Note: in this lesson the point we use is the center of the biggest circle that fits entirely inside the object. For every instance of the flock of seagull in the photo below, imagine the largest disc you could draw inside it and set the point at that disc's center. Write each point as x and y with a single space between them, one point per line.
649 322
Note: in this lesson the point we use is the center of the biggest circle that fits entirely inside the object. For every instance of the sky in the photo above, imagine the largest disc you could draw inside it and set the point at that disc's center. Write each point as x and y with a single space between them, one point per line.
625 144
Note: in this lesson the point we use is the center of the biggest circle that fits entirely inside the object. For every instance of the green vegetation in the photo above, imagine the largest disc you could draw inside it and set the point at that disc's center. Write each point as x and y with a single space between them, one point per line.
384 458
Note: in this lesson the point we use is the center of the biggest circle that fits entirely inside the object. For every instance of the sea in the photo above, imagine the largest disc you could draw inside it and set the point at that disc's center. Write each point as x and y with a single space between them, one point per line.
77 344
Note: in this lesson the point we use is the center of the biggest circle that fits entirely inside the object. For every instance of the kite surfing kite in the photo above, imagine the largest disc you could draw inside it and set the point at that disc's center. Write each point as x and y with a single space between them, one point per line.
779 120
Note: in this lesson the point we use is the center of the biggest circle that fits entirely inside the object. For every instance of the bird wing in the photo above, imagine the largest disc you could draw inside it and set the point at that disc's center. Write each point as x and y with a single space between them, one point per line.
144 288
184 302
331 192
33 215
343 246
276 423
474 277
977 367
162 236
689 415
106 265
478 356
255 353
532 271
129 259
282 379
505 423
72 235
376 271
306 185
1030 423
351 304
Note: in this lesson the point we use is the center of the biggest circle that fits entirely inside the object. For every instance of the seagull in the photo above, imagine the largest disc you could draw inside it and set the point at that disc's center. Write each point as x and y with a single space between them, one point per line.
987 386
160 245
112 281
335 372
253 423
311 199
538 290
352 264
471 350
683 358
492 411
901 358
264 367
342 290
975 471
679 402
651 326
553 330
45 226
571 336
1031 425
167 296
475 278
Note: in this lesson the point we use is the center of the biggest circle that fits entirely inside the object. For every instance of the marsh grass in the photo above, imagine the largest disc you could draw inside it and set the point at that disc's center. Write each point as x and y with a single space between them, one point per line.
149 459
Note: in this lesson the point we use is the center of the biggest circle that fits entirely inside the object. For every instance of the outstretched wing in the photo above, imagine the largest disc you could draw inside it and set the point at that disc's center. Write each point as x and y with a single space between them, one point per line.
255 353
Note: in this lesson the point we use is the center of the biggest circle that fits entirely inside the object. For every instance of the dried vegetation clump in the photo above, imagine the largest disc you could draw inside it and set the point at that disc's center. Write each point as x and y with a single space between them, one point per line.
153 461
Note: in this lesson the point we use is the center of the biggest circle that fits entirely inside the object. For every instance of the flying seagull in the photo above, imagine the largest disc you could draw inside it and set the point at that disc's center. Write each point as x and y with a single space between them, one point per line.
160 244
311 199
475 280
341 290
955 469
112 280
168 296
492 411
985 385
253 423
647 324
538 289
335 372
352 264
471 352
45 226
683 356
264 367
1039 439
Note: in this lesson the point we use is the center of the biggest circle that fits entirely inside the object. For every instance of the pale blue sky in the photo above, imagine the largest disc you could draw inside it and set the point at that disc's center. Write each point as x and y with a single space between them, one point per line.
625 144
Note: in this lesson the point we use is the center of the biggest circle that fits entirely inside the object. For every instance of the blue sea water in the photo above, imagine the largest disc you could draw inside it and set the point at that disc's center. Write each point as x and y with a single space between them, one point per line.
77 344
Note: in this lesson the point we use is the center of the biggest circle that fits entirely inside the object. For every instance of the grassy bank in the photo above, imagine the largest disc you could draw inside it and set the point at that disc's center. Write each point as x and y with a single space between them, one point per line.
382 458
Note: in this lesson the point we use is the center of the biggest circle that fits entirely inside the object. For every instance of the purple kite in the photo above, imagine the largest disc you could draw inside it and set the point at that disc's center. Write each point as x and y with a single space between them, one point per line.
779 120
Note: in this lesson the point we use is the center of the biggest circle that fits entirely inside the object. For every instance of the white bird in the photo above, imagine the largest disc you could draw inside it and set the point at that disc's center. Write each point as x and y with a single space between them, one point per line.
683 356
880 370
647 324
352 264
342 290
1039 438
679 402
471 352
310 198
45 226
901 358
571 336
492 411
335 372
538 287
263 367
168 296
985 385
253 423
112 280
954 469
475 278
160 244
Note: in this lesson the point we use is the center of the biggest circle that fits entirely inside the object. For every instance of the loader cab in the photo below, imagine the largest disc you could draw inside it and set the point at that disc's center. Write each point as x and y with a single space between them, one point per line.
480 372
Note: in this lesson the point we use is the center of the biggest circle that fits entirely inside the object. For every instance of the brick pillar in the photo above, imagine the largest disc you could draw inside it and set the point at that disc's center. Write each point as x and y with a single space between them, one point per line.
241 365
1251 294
+---+
### DIRECTIONS
Recopy the whole listing exactly.

### ANSWER TO THIS EXERCISE
Note: in this lesson the point we use is the center of the biggest circle that fits entirely inside the object. For every instance of the flock of seagull in the photo below, imagine the largest disc you could draw inside it and set the point at that disc's center. Write each point as x and y with a single space between them, one point per line.
649 322
Note: in this lesson the point we use is the center of the biggest circle that fits entirely inside the object. For every instance of the sky in the photo above, imagine the largest disc you could draw inside it and set the point at that disc's center. Write each point as x and y with a single space between them, one point per line.
625 144
Note: in this lesson the point we use is the center of the biggest circle that fits entirely inside the object. For every instance of the green vegetation in the photo above, imagine the largest disc you could draw inside it and set the point at that disc's center. Write each point as x and y with a single space between them, one point per line.
384 458
Note: in this lesson the point we use is the center of the biggest circle that fits entirely inside the object. For every instance of the sea in the photo above, imagine the largest disc you could draw inside it and set the point at that disc's center. Write each point as x and y with a single space between them, one point per line.
77 344
Note: in this lesson the point we use is the center of the biggest circle that fits entirely inside the object. For every instance of the kite surfing kite in the photo above, imagine the largest disc you could draw inside it and set the point at that disc's center. Write each point as x and y with a single space between them, one point per line.
779 120
Note: in this lesson the point we use is the center of the biggest circle that fits entirely inside the object. For every instance of the bird wing in the photo above, imagine the largest disc you could draw inside it and set the point at that disc's center. Write each point as x and y with a single space between them, one point per line.
144 288
184 302
331 192
33 215
343 246
276 423
474 277
977 367
162 236
689 415
106 265
478 356
255 353
532 271
129 259
282 379
505 423
72 235
376 271
306 185
1030 423
351 304
Note: in this lesson the point we use is the center of the biggest circle that fits entirely inside the object. For every instance of the seagull in the photo above, imagine the largest disc you could draw inside it and set the point at that disc's center. Write each point as x and y with a single space between them, one point per line.
987 386
160 245
112 281
335 372
253 423
311 199
538 290
352 264
471 350
683 358
492 411
901 358
264 367
342 290
975 471
679 402
651 326
553 330
45 226
571 336
1031 425
167 296
475 278
Note: in this lesson the point we use is the center of the biggest circle that fits entirely inside the object. For every instance of the marsh grass in the photo above, imagine the largest disc you could draw inside it and set the point at that disc's center. Write each point as x and y with a single space between them, one point per line.
149 459
Note: in this lesson the point we use is the center of the biggest circle that fits entirely inside the object. For every instance of the outstretched wing in the photo above, imagine the largest disc you could draw inside it and set the point at that disc's center. Write each point as x and y with a single space between them, one point per line.
255 353
Note: in this lesson the point we use is the center of the biggest circle that fits entirely inside the object. For every instance of the dried vegetation clump in the photo above, imagine the largest disc you could draw inside it and set the point at that disc's center. Write each point as x and y with a single space between them, one point per line.
153 461
Note: in this lesson the point we use is the center of the biggest circle that fits entirely inside the object. For every instance of the flying seagull in the photo above, imagine the largest disc you could draw inside it and set the point at that disc's center. Write each point as x and y with a single space between them, one point per line.
160 244
311 199
475 280
341 290
955 469
112 280
168 296
492 411
985 385
253 423
647 324
538 289
335 372
352 264
471 352
45 226
683 356
264 367
1039 439
Note: in this lesson the point we use is the center of the biggest circle that fits entirely inside the object. For every instance of the pale blue sky in the photo above, imagine the largest disc you could draw inside it and set the point at that disc's center. Write each point as x and y with a single space between them, one point per line.
625 144
Note: in this lesson the point we use is the center of the biggest circle that fits entirely inside the object. For every instance of the blue sea water in the photo above, imagine the largest disc you could draw inside it and set the point at that disc's center. Write each point as x and y with a single space between them, one point per line.
77 344
Note: in this lesson the point we use is the center of the biggest circle that fits entirely inside the object. For every instance of the grassy bank in the photo above, imagine the largest disc you could draw inside it and set the point at that disc's center. Write each point as x and y with a single space between them, one point per line.
382 458
Note: in this lesson the point we use is the center of the biggest circle that fits entirely inside the object. For every instance of the purple kite in the photo above, imagine the largest disc you could draw inside it and set the point at that disc's center. Write each point as x and y with a single space between them, one point per line.
779 120
Note: in this lesson the point we use is the center of the biggest circle that fits entirely inside the object. For every instance of the white bird in the photo above, imagine the largest disc you could draw inside it and set the point at that disc's center. Write each point as x and y with a single space between them, one point per line.
683 356
880 370
647 324
352 264
342 290
1039 438
679 402
471 352
310 198
45 226
901 358
571 336
492 411
335 372
538 287
263 367
168 296
985 385
253 423
112 280
954 469
475 278
160 244
Note: in this lesson the point we use is the center of the biggest circle that fits entirely inside the object. For every instance of the loader cab in the photo below, imagine the largest disc you could draw inside it and set the point at that disc's center. Write each point as x and y with a single space between them, one point per line.
480 372
Note: in this lesson the point we use is the center of the biggest circle that fits entirely inside the object. For every instance of the brick pillar in the photo above, imagine the largest disc you could draw inside it and set the point at that disc's center. Write each point as x and y with a single space between them, one point per line.
241 365
1251 294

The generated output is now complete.